──────── 出典

特許庁への手続きを経て得られる独占排他的な権利である産業財産権は、その範囲を独占的に実施でき、かつ排他できるため、権利としては非常に強力です。
著作権や不正競争防止法については、原則的に特に手続きなどは必要なく、自然発生的に生じるものですが、立証責任が原告側にあるなど、産業財産権よりは強力な権利として行使することが難しいという側面があります。

特許・実用新案権、意匠権、商標権は、産業財産権法と呼ばれていますが、それでは、このような産業財産権を持つとどのような効果があるのでしょうか?
1つ目は他社にやらせない。
その権利範囲内であれば、権利者が独占的に実施することができます。
しかしながら、そのような権利があったとしても「そんなの関係ないね」とグイグイ入ってくる人もいますよね?
2つ目にはそういう人には強制的に「差止請求」といって、「止めさせる」ことができたり、もし、そのせいで損害が発生した場合には、「損害賠償請求」をすることができます。
つまり、独占的に実施できるし、他社も排除できる(排他)。
このような権利を「独占排他権」といいます。

────────────────

▶ **取り組む課題**
1 > 産業財産権についての文章によると、独占的に実施でき、他社も排除できる権利を何といいますか。
2 > 産業財産権についての文章から、「著作権や不正競争防止法につい」から「請求」をすることができます。」までのすべてを一字も変えずに書き写しなさい。

──────── 提供資料

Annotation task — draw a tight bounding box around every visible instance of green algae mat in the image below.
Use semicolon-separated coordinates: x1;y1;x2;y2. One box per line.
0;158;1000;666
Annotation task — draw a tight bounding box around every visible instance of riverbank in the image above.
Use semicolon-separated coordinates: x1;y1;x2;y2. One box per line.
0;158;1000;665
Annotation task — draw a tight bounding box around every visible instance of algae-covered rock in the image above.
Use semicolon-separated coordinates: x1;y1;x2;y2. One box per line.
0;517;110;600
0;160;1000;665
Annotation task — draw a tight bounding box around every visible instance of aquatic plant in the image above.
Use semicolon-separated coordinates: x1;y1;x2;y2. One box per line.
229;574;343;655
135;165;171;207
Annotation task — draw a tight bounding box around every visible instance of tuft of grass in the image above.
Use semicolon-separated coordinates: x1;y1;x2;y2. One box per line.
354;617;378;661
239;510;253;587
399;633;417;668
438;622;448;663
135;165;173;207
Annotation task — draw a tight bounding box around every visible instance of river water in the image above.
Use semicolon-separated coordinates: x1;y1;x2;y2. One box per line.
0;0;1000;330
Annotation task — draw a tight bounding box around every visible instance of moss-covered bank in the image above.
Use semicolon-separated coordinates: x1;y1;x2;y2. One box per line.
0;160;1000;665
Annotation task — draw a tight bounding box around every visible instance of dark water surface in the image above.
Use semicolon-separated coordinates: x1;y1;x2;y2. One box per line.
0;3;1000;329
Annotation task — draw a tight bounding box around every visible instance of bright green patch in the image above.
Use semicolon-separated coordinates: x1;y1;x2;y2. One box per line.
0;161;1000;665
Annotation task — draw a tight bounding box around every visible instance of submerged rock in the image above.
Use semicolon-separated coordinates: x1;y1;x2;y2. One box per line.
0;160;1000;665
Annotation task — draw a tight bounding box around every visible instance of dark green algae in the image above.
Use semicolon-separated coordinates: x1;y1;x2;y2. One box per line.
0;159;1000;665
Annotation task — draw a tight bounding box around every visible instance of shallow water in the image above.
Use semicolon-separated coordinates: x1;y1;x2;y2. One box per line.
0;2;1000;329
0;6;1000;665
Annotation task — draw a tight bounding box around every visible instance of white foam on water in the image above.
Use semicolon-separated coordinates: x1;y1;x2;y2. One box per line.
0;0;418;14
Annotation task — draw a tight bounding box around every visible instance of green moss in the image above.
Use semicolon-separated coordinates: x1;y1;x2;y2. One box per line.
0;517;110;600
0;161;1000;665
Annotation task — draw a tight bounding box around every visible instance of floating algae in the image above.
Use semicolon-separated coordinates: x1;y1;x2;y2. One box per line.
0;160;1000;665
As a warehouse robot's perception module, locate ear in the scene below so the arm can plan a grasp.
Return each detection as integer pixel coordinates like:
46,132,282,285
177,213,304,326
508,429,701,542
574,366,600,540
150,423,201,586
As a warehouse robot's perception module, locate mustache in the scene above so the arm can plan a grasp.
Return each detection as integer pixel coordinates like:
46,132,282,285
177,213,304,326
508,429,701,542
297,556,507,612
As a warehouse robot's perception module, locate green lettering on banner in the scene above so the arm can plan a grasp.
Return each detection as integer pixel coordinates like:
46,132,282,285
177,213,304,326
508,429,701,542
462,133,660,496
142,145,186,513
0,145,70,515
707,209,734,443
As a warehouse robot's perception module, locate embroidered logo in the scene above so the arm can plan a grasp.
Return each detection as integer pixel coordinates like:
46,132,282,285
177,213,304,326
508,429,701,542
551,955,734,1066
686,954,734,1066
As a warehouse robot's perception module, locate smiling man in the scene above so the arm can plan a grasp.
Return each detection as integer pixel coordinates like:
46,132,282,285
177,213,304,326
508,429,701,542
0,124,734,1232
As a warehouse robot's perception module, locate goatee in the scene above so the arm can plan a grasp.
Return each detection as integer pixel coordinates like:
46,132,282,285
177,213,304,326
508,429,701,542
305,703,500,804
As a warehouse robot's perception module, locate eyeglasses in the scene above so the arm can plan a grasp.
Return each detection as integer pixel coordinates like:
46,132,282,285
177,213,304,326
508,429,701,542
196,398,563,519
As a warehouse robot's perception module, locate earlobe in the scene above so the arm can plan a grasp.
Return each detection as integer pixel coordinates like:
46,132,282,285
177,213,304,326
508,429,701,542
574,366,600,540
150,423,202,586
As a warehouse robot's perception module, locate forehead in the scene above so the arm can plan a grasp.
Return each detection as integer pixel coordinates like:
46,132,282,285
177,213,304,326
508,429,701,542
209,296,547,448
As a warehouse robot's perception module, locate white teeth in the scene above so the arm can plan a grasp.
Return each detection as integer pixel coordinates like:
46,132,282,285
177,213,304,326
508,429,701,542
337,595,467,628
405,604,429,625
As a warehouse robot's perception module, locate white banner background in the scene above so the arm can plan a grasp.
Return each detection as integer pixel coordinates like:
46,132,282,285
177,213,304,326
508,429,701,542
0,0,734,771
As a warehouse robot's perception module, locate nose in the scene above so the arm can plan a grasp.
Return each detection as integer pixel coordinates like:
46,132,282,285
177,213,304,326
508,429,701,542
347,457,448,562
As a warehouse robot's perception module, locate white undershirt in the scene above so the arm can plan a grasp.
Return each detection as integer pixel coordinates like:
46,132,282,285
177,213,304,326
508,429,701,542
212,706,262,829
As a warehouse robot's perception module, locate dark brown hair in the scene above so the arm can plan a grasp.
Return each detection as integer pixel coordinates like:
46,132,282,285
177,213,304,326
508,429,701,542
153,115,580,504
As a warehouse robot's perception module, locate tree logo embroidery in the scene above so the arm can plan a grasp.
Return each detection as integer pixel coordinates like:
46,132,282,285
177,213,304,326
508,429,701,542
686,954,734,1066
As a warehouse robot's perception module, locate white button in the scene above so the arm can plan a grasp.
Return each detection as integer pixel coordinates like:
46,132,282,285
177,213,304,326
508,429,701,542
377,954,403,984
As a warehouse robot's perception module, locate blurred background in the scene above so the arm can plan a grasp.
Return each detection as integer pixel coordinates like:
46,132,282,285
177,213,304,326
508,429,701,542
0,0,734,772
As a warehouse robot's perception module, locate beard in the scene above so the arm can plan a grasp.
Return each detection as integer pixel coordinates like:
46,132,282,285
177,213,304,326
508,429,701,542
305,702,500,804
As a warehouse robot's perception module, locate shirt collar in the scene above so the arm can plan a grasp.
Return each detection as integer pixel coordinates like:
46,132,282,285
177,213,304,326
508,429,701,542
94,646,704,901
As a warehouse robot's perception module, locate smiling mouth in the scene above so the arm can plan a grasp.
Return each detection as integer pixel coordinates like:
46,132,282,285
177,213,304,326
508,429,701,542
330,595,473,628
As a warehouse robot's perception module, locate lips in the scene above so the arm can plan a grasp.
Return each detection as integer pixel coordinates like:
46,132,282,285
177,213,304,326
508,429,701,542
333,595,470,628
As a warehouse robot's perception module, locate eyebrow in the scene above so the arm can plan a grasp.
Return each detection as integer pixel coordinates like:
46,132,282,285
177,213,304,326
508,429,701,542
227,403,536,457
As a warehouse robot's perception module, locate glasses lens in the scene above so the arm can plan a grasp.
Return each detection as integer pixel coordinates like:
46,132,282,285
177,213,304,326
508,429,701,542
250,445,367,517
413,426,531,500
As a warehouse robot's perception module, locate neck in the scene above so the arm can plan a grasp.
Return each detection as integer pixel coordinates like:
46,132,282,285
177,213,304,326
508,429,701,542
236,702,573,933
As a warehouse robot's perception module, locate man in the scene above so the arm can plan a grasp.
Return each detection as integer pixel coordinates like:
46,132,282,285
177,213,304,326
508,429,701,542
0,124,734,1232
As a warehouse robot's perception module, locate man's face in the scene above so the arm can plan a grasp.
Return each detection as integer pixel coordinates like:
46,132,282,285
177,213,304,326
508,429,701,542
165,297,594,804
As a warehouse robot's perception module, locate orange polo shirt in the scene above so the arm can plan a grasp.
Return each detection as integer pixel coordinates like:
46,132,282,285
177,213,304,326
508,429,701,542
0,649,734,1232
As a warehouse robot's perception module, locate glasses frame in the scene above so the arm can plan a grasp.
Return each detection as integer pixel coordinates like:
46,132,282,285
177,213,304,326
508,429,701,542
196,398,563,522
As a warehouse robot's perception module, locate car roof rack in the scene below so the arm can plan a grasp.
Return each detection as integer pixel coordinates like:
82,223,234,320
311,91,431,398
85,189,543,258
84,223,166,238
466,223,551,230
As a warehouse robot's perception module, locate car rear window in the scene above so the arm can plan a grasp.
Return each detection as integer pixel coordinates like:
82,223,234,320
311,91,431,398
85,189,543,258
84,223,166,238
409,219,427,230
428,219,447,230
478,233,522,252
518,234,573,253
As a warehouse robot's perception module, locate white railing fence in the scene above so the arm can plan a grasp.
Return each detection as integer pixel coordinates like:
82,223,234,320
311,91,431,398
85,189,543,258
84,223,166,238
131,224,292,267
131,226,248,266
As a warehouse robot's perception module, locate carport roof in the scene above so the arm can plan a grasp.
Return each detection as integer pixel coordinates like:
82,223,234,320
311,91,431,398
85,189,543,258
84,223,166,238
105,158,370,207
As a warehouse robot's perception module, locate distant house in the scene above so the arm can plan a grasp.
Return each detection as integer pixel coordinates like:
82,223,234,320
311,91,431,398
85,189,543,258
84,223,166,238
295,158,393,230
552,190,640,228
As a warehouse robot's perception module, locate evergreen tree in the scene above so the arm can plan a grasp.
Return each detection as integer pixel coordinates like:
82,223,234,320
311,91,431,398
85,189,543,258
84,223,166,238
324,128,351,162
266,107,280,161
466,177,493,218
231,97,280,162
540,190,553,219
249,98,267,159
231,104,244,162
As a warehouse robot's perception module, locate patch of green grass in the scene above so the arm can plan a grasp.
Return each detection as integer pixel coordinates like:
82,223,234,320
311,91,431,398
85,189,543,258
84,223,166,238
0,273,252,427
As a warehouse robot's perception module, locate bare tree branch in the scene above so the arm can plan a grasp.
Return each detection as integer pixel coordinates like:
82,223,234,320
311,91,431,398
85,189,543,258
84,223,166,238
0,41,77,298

────────────────

▶ **模範解答**
1 > 独占排他権です。

2 >
著作権や不正競争防止法については、原則的に特に手続きなどは必要なく、自然発生的に生じるものですが、立証責任が原告側にあるなど、産業財産権よりは強力な権利として行使することが難しいという側面があります。

特許・実用新案権、意匠権、商標権は、産業財産権法と呼ばれていますが、それでは、このような産業財産権を持つとどのような効果があるのでしょうか?
1つ目は他社にやらせない。
その権利範囲内であれば、権利者が独占的に実施することができます。
しかしながら、そのような権利があったとしても「そんなの関係ないね」とグイグイ入ってくる人もいますよね?
2つ目にはそういう人には強制的に「差止請求」といって、「止めさせる」ことができたり、もし、そのせいで損害が発生した場合には、「損害賠償請求」をすることができます。